# [AUFGABE 1]
Schreiben Sie aus dem Auszug über das Ramones-Musical den Abschnitt ab, der mit den Worten "Das in Berlin" beginnt und nach "Musical Arrangements verbinden?" endet.
# [AUFGABE 2]
Stimmen die folgenden Aussagen mit dem Auszug über das Ramones-Musical überein? Antworten Sie jeweils mit Ja oder Nein, und zitieren Sie die entscheidenden Worte aus dem Auszug. (a) Das Musical wurde in Australien produziert. (b) Sheena wird von Tim Eberts gespielt. (c) Doug kehrt am Ende zu Sheena zurück.

One, two, three, four.
Das in Berlin gefeierte Punk Trash Musical um die Musik der Ramones tourt durch das Land. Doch lassen sich straßenkredibile Punk Attitüde und theatralische Musical Arrangements verbinden?


"komm her und ich zeig dir, was die speisekarte des lebens noch zu bieten hat."
(der blinde)


Auch wenn es Einige überraschen wird, andere hingegen in ihrem Verdacht bestätigen und Hartgesottene wenig beeindruckt, aber: Punk ist tot. Das hat nichts mit Geruch zu tun, das ist so. Und daran wird auch das in Australien produzierte Punk Rock Musical Gabba Gabba Hey nichts ändern, sondern vielleicht eher noch einen weiteren Nagel in den modrigen Sarg rammen. Die Geschichte selbst ist wenig tiefsinnig, speist sich aus verschiedenen Stücken der New Yorker Legende Ramones, und soll dies auch gar nicht sein; schließlich geht es hier um eine Visualisierung der Musik, mehr um Groove als um Theatralik, mehr um ein "Anti-Musical" (Pressezettel) als um Broadway Pathos. Doug (Jürg Plüss) und Sheena (Katja Götz) sind ein Paar, jedoch will sich Sheena von ihm trennen, nachdem er von der Schule suspendiert wurde und immer empfänglicher für Rauschmittel wird. So betrügt sie ihn kurzerhand mit einem snobistischen Football Hünen (amüsant gespielt von Tim Eberts). Doug streift durch die Lower East Side von New York um im Laufe der Inszenierung – und mit Unterstützung eines schillernden, und mit schwarzen Flügeln engelsgleichen Johnny Thunders, dem Ex New York Dolls Gitarristen – seine Katharsis zu finden und am Ende zu Sheena zurückzukehren.

# [VORLIEGENDE DATEN]
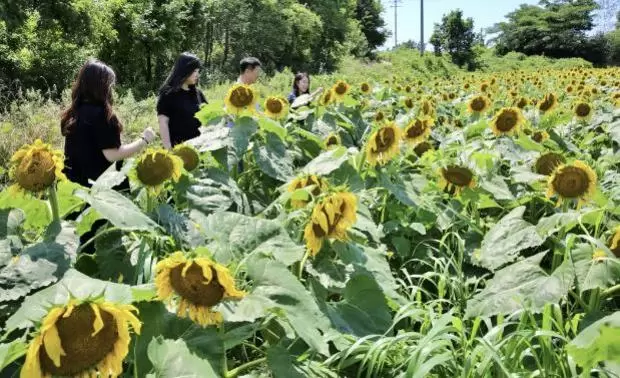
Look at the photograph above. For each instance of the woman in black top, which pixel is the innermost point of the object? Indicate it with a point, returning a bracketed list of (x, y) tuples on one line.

# [RICHTIGE ANTWORT 1]
Das in Berlin gefeierte Punk Trash Musical um die Musik der Ramones tourt durch das Land. Doch lassen sich straßenkredibile Punk Attitüde und theatralische Musical Arrangements verbinden?

# [RICHTIGE ANTWORT 2]
(a) Ja: „das in Australien produzierte Punk Rock Musical Gabba Gabba Hey“
(b) Nein: „Sheena (Katja Götz)“
(c) Ja: „am Ende zu Sheena zurückzukehren“